_REQUIREMENT_
Scale the lines from the one containing "Point out the bare soil strip in this photo." through the last line, inclusive, and give them all again. Leave the wording unchanged, but multiply every coordinate in the answers by 0.3 and round it to a whole number, with halves rounded up.

________________________________________

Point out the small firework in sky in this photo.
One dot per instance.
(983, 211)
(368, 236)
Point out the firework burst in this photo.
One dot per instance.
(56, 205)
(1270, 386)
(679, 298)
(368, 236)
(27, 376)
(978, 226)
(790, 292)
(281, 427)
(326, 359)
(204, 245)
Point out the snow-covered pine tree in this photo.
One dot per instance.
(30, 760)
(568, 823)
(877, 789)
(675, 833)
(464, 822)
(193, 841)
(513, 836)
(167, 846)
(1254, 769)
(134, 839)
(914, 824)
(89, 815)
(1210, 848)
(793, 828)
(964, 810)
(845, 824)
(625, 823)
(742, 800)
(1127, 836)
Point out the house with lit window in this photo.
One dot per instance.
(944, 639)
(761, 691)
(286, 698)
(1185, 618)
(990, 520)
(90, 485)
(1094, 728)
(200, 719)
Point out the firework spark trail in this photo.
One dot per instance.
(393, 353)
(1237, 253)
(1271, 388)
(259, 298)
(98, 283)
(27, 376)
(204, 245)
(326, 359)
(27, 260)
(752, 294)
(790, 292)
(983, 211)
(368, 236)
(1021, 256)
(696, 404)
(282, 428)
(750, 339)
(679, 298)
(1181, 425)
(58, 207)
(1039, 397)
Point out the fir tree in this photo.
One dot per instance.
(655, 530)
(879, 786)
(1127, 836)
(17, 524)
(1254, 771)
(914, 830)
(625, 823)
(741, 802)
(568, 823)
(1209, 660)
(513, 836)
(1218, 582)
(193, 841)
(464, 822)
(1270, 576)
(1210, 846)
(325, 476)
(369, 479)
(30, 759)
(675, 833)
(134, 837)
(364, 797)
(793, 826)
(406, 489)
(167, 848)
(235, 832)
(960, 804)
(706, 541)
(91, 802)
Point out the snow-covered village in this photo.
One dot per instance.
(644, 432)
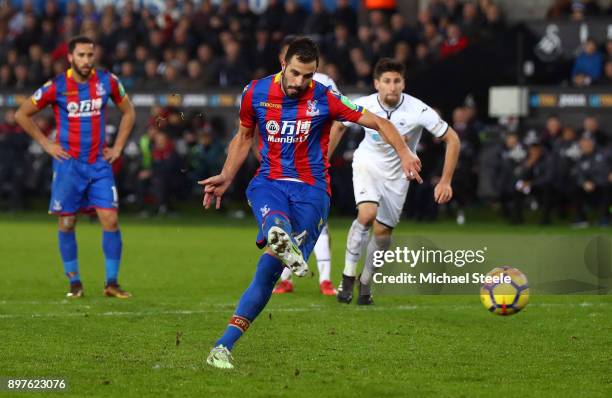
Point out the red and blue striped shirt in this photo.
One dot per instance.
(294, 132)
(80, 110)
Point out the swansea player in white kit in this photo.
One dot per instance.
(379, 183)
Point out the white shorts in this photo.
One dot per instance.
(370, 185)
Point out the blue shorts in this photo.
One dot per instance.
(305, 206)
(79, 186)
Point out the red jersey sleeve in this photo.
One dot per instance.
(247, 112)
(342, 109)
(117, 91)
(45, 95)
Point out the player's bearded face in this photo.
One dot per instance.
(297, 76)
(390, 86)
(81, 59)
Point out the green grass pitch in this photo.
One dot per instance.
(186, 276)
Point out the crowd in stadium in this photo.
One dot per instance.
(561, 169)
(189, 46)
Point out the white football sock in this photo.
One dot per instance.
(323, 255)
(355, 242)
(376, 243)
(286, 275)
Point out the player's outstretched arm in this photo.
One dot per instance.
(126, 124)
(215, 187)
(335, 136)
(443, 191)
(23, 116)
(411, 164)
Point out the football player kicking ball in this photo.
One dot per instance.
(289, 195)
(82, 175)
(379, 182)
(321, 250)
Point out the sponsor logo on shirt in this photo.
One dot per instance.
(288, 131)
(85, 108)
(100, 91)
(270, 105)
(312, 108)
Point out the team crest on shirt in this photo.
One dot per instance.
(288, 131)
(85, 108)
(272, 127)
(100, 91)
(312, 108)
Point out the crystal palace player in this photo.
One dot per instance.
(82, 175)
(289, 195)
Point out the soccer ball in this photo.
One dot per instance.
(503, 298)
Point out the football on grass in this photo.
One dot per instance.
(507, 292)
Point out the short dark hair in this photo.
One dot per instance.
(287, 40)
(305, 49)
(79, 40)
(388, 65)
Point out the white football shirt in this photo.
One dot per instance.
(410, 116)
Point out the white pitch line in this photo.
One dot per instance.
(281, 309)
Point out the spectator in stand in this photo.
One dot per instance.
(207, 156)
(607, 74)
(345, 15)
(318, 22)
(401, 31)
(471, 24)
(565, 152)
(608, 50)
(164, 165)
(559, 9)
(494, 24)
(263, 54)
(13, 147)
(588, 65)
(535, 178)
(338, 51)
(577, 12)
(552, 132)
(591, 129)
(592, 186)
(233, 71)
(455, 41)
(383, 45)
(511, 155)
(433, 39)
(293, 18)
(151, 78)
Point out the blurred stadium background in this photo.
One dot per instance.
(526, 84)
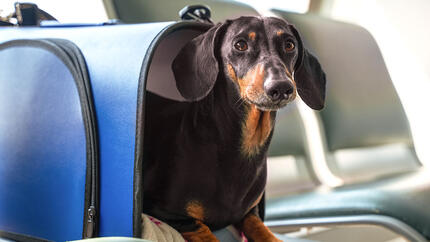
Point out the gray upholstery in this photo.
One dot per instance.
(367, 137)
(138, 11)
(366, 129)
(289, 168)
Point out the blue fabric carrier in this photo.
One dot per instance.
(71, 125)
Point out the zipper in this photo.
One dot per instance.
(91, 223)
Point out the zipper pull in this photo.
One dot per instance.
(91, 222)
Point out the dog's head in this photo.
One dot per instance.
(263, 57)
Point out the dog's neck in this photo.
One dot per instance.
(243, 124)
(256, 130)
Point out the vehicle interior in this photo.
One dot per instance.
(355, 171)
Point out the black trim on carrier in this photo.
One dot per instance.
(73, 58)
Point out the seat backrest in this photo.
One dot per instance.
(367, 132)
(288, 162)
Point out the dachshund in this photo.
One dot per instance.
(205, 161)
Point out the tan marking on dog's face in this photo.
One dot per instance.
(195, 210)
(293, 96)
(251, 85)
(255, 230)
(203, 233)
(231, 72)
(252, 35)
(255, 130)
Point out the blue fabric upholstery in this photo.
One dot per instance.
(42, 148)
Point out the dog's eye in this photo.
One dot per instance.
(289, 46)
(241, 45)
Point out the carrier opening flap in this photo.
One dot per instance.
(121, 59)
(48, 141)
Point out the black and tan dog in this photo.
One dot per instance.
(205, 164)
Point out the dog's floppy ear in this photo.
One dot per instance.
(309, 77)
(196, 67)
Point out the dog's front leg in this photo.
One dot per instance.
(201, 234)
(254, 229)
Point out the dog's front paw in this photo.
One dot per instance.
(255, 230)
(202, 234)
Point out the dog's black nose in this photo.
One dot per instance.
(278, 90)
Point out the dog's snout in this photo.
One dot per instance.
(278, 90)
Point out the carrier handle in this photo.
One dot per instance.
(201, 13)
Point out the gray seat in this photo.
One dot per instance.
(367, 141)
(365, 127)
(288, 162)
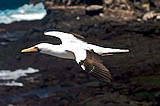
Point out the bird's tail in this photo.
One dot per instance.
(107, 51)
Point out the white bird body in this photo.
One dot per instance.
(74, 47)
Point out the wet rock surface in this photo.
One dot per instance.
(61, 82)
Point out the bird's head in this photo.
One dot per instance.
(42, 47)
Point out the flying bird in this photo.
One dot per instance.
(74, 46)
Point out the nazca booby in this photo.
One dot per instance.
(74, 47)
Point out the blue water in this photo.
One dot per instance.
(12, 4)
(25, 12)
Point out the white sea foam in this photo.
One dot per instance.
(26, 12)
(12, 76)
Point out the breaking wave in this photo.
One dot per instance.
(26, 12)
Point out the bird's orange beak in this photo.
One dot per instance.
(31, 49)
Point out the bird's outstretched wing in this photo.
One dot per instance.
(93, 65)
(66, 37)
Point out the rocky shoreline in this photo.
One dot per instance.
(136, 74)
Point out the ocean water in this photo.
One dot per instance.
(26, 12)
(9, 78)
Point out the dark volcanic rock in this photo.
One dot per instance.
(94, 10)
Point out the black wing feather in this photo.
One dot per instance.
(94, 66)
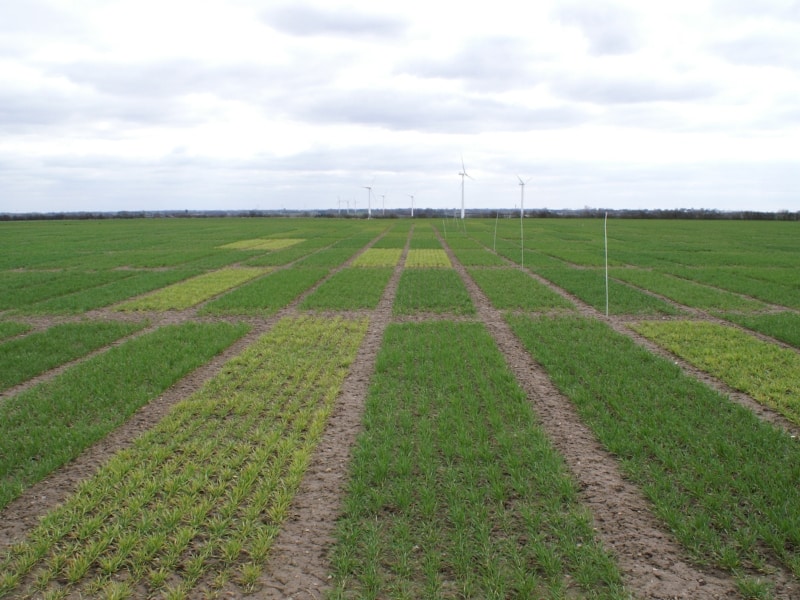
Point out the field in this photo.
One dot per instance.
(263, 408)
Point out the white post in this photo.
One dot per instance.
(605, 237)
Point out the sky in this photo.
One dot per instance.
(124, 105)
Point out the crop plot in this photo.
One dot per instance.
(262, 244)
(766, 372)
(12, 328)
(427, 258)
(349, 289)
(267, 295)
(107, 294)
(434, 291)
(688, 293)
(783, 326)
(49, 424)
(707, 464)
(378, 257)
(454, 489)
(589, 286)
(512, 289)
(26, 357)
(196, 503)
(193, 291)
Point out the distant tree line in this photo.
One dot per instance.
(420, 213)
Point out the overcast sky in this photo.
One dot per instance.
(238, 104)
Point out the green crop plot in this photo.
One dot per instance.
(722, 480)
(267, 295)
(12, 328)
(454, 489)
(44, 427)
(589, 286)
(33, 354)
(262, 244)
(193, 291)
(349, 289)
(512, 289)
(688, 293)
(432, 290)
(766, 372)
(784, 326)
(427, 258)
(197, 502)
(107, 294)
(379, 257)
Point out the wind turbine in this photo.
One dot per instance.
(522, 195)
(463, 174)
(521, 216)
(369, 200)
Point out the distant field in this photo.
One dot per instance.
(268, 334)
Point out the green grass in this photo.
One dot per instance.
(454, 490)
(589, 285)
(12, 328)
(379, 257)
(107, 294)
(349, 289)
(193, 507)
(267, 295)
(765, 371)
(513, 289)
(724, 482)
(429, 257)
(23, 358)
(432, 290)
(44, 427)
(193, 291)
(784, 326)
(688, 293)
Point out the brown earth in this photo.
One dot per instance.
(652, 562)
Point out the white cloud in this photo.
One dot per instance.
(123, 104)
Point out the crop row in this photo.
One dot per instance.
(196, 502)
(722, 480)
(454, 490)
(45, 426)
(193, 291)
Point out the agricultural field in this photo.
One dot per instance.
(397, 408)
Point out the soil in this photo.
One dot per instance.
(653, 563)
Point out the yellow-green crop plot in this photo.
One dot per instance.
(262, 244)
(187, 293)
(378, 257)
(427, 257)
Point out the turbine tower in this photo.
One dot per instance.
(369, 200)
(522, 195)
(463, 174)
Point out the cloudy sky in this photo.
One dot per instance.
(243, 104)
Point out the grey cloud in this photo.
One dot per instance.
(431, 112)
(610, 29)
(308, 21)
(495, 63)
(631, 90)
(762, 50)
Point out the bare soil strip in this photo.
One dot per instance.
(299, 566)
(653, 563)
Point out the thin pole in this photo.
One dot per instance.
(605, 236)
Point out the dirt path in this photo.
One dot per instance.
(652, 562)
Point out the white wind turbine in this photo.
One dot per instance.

________________________________________

_FULL OUTPUT_
Point out the bare soil strip in this photo.
One dot per instance.
(90, 170)
(196, 169)
Point out the thin pole in this photo.
One dot per instance.
(182, 71)
Point out the dirt path in this photo.
One dot per instance.
(196, 169)
Point out the white wind turbine in this photo.
One dot per instance.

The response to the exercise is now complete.